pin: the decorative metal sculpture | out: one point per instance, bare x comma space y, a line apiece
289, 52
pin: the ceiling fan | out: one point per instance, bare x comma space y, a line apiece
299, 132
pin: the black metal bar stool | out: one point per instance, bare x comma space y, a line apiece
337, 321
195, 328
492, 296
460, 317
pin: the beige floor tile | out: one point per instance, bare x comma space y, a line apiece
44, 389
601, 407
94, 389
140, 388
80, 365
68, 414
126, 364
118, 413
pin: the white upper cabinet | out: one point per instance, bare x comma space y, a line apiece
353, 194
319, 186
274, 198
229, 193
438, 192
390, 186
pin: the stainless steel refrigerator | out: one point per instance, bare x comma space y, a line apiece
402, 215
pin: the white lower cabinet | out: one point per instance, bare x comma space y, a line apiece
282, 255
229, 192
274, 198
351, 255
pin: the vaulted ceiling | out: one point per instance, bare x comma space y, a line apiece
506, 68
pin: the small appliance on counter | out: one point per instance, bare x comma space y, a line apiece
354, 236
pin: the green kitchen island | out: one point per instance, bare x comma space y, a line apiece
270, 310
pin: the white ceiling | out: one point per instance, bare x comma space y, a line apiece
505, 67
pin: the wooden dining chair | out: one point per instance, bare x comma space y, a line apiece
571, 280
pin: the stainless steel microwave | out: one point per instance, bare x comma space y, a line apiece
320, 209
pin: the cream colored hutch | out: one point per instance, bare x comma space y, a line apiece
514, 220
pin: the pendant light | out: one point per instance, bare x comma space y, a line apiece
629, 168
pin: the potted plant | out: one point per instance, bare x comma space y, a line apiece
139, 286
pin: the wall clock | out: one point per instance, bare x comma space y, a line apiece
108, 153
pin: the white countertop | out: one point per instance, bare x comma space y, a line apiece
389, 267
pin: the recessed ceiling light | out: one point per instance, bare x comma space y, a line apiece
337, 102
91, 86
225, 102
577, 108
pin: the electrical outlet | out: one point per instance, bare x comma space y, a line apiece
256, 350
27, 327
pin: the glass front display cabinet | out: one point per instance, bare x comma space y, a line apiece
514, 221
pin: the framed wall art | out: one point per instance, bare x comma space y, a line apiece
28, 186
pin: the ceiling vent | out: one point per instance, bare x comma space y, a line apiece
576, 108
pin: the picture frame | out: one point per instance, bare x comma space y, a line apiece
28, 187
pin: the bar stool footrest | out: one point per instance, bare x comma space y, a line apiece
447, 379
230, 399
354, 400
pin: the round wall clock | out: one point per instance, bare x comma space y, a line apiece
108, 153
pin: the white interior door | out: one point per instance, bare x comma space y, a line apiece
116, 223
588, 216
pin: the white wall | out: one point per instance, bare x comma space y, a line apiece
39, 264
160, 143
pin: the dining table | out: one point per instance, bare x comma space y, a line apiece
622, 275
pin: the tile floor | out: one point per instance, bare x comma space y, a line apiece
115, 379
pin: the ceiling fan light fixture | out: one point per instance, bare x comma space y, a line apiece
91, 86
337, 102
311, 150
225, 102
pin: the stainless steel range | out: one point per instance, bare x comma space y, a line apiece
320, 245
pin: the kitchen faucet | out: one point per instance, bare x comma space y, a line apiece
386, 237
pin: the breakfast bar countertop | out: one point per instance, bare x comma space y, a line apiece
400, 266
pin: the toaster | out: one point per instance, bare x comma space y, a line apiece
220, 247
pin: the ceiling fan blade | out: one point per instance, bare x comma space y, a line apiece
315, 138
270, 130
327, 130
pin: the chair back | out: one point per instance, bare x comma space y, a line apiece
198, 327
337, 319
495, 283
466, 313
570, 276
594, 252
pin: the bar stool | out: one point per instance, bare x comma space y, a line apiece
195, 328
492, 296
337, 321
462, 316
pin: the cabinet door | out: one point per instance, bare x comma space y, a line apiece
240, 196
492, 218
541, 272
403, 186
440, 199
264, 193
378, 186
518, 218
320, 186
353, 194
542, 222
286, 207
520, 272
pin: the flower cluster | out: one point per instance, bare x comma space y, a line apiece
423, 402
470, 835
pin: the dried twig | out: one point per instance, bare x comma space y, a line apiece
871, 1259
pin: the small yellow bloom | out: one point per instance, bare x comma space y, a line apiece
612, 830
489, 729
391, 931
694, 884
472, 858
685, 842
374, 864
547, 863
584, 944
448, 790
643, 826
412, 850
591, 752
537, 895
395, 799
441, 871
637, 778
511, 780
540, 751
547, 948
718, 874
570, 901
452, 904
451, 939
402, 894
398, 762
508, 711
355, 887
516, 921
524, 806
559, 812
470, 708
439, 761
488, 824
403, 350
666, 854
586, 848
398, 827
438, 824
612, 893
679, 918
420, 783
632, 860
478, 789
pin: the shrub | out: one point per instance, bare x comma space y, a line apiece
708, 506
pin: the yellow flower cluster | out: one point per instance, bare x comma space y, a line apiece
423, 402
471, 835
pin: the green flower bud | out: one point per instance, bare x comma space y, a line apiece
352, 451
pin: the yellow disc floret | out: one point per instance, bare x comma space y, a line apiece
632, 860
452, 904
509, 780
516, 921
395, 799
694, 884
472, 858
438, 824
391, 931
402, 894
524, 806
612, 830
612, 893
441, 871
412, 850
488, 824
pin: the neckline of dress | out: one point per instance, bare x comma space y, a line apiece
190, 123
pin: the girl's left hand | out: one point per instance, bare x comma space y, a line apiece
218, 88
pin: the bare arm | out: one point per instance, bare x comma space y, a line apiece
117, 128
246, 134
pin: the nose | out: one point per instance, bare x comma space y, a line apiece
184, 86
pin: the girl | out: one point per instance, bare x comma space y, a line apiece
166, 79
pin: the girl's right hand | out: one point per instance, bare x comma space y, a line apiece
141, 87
____
▸ TASK BRIEF: Go through the records and copy each one exactly.

▸ SOLUTION TO THIS EXERCISE:
pin: the decorative metal sculpture | out: one point per instance, bare x comma space y, a line apiece
289, 52
pin: the ceiling fan | out: one point per instance, bare x comma space y, a line apiece
299, 132
pin: the black metal bar stool | out: one point per instance, bare x comma space y, a line apiece
337, 321
195, 328
492, 296
460, 317
pin: the beige floor tile | out: one point per instance, bare x comma space y, a line apiece
44, 389
601, 407
94, 389
140, 388
80, 365
68, 414
126, 364
118, 413
pin: the white upper cabinet | out: one point per instance, bare x comma space y, a line apiece
353, 194
319, 186
274, 198
229, 193
438, 192
390, 186
pin: the stainless steel refrigerator | out: one point per instance, bare x comma space y, a line apiece
402, 215
pin: the white lower cabinet | out: one point per instance, bare x comma space y, a line apiece
282, 255
229, 192
274, 198
351, 255
pin: the vaulted ceiling | out: one point per instance, bare x comma space y, a line apiece
506, 68
pin: the small appliance on counter | out: one point per instance, bare x comma space y, a line apiece
354, 236
pin: the green kitchen island | out: one point per instance, bare x comma space y, a line apiece
270, 310
pin: the white ceiling | out: one point per instance, bare x comma space y, a line apiece
505, 67
pin: the wooden dining chair | out: one point per instance, bare x comma space y, a line apiece
571, 280
pin: the stainless steel microwave | out: one point per instance, bare x comma space y, a line apiece
320, 209
pin: the cream colored hutch | out: one point per instance, bare x comma space y, a line apiece
514, 220
pin: the pendant light | out: one point per instance, bare x comma space y, a line apiece
629, 168
pin: the potted plant | out: one point per instance, bare x comma space y, a line apiece
139, 286
pin: the wall clock | out: one point per instance, bare x comma space y, a line apiece
108, 153
pin: the white countertop | out: one point per instance, bare x comma space y, a line apiece
389, 267
pin: the recessed ceiling light | out: one point per instance, bare x comma space y, a line apiece
337, 102
91, 86
225, 102
577, 108
pin: the electrical outlet | out: one point per instance, bare x comma space y, a line apiece
256, 350
27, 327
pin: the glass front display cabinet | out: one point per instance, bare x comma space y, a line apiece
514, 221
pin: the framed wall art | out: one point per instance, bare x comma space y, a line apiece
28, 186
pin: the ceiling vent | out: one point per instance, bare x comma space y, a line apiece
576, 108
pin: the picture frame | out: one point per instance, bare x comma space y, a line apiece
28, 187
pin: the bar stool footrest | out: one point per instance, bare x comma space y, a line apiece
447, 379
230, 399
354, 400
pin: the round wall clock | out: one point per instance, bare x comma space y, a line apiece
108, 153
pin: the white interior door | out: one point per instance, bare x comma space y, a line apiece
116, 223
588, 216
pin: the white wall | out: one point per instance, bare x comma space y, a line apiece
39, 264
160, 143
pin: the dining table | out: one point per instance, bare x comma space y, a line apiece
622, 275
pin: the tile floor | out: one point per instance, bare x comma space y, a line apiece
115, 379
pin: the ceiling fan light fixture | out: one point per instance, bare x comma space y, a line apiece
91, 86
337, 102
311, 150
225, 102
pin: the stainless steel range | out: one point per instance, bare x comma space y, a line apiece
320, 245
pin: the kitchen faucet | out: one point per instance, bare x comma space y, a line apiece
386, 237
pin: the breakfast bar countertop | out: one point per instance, bare x comma space y, a line apiece
400, 266
pin: the toaster | out: one point per instance, bare x comma space y, a line apiece
220, 247
pin: the ceiling fan blade | out: one point per instance, bare x comma space y, a line apiece
315, 138
270, 130
327, 130
pin: the chair back | out: one point per instance, bare x comma space y, a line apiece
198, 327
337, 319
495, 283
466, 313
570, 276
594, 252
pin: the bar stool | out: one point per instance, bare x comma space y, a line apiece
195, 328
492, 296
337, 321
462, 316
pin: the cabinet door | out: one point per instance, bare x comma space y, a line apiece
240, 196
492, 218
541, 272
403, 186
440, 199
264, 193
378, 186
518, 218
320, 186
353, 194
542, 222
286, 207
520, 272
pin: the flower cluster | out: one point per instance, bare x comma space y, a line apiece
423, 402
470, 835
pin: the dried twig | out: one point per instance, bare x comma space y, a line apiece
871, 1259
pin: the small yellow bloom | out: one point per instance, bare x comma space y, a line apiece
612, 830
489, 729
391, 931
694, 884
472, 858
685, 842
374, 864
547, 863
584, 944
448, 790
643, 826
412, 850
591, 752
537, 895
395, 799
441, 871
637, 778
511, 780
540, 751
547, 948
718, 874
570, 901
452, 904
451, 939
402, 894
398, 762
508, 711
355, 887
516, 921
524, 806
559, 812
470, 708
439, 761
488, 824
403, 350
666, 854
586, 848
398, 827
438, 824
612, 893
679, 918
420, 783
632, 860
478, 789
pin: the shrub | out: one point per instance, bare x comma space y, a line apiece
708, 506
pin: the yellow flower cluster | out: one point per instance, bare x comma space y, a line apiece
423, 402
471, 835
pin: the green flower bud | out: one point per instance, bare x comma space y, a line apiece
352, 451
pin: the yellow disc floret | out: one point per instance, bare x comma space y, a line apiece
632, 860
452, 904
509, 780
516, 921
395, 799
694, 884
472, 858
438, 824
391, 931
402, 894
524, 806
612, 830
612, 893
441, 871
412, 850
488, 824
pin: the neckline of dress | out: one point per instance, bare x comma space y, a line apiece
190, 123
pin: the girl's left hand | out: one point per instance, bare x comma space y, a line apiece
218, 88
pin: the bare arm | out: one point per instance, bare x comma space y, a line apiece
117, 128
246, 134
pin: the nose | out: one point per instance, bare x comma space y, a line apiece
184, 86
pin: the girl | out: one point per instance, bare x comma space y, a line apiece
166, 79
pin: the girl's right hand | out: one point per instance, bare x comma space y, a line apiece
141, 87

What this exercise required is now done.